Could you restate the whole listing word for word?

Exercise material
* * * * * * *

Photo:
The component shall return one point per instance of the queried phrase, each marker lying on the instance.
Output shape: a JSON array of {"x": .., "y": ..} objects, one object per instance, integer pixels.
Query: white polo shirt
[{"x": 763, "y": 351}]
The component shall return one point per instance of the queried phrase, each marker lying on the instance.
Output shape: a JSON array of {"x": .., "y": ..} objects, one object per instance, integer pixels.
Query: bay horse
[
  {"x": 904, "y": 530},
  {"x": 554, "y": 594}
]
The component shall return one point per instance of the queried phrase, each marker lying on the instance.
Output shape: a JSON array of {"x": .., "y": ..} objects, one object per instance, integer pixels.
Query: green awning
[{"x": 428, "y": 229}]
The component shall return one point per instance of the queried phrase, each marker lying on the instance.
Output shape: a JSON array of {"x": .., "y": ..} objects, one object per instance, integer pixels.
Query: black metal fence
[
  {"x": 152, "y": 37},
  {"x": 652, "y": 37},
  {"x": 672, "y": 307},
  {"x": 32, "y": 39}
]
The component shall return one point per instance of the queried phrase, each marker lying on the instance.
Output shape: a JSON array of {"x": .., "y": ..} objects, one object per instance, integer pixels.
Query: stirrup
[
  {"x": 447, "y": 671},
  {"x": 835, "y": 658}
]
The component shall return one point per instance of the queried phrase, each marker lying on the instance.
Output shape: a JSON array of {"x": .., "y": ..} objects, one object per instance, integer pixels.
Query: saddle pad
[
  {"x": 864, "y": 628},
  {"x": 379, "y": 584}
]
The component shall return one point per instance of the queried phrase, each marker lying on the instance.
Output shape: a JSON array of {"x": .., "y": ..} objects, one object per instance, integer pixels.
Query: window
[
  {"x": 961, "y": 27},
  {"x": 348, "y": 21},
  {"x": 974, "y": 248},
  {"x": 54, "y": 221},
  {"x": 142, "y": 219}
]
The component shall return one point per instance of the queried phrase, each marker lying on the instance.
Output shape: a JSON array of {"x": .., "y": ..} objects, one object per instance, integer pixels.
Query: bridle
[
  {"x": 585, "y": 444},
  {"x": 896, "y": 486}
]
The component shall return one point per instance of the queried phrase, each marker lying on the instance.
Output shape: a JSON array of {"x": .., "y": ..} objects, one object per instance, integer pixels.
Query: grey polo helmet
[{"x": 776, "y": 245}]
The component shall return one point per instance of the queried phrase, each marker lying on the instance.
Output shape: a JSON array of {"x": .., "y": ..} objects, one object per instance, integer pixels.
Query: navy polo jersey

* * * * * * *

Answer to this problem
Photo:
The component shall return one point per instance of the queried phrase, each marker lying on the instance.
Output shape: a JSON array of {"x": .., "y": ..} objects, one object per instance, integer pixels.
Query: white polo shirt
[{"x": 763, "y": 351}]
The component shall return one point per instance of the queried phrase, each marker lying on the instance.
Output shape: a JSON array of {"x": .., "y": ..} objects, one object per instance, integer pixels.
Query: bay horse
[
  {"x": 904, "y": 530},
  {"x": 554, "y": 594}
]
The component shall return one point per instance of the queried phrase, each marker lying on the instance.
Output shape: a JSON array of {"x": .., "y": ..} objects, one object per instance, integer pixels.
Query: green awning
[{"x": 428, "y": 229}]
The component shall return one point per instance of the queried phrase, each marker lying on the instance.
Output shape: a JSON array of {"x": .., "y": ..} objects, one object per instance, integer pixels.
Query: black metal fence
[
  {"x": 152, "y": 37},
  {"x": 652, "y": 37},
  {"x": 672, "y": 307},
  {"x": 32, "y": 39}
]
The component shall return one point per instance of the queried phrase, each marker lying on the instance.
Output shape: a JSON array of {"x": .., "y": ..} objects, one object per instance, integer pixels.
Query: stirrup
[
  {"x": 447, "y": 671},
  {"x": 835, "y": 658}
]
The component shall return one point per instance of the queried phrase, each marker lying on the instance.
Output shape: a JSON array of {"x": .., "y": ..} objects, one object per instance, integer pixels.
Query: saddle pad
[
  {"x": 864, "y": 628},
  {"x": 379, "y": 584}
]
The component shall return one point per instance of the queried phrase, each marker lying on the instance.
Output shape: a JSON array of {"x": .., "y": ..} objects, one object per instance, integer pixels.
Query: window
[
  {"x": 961, "y": 27},
  {"x": 348, "y": 21},
  {"x": 974, "y": 248},
  {"x": 54, "y": 221},
  {"x": 142, "y": 219}
]
The component shall return one point per instance of the queried phrase, each marker lying on the instance.
Output shape: a JSON array of {"x": .., "y": ..} objects, one object per instance, integer pixels.
Query: bridle
[
  {"x": 585, "y": 444},
  {"x": 896, "y": 486}
]
The component shall return one point per instance of the queried phrase, each marker lying on the instance.
Output shape: a JSON array of {"x": .., "y": ..} objects, one object per instance, integer pixels.
Query: grey polo helmet
[{"x": 776, "y": 245}]
The component shall return one point per instance of the queried phrase, each marker lying on the instance.
Output shape: a JSON array of {"x": .., "y": ..} objects, one object per instance, integer pixels.
Query: navy polo jersey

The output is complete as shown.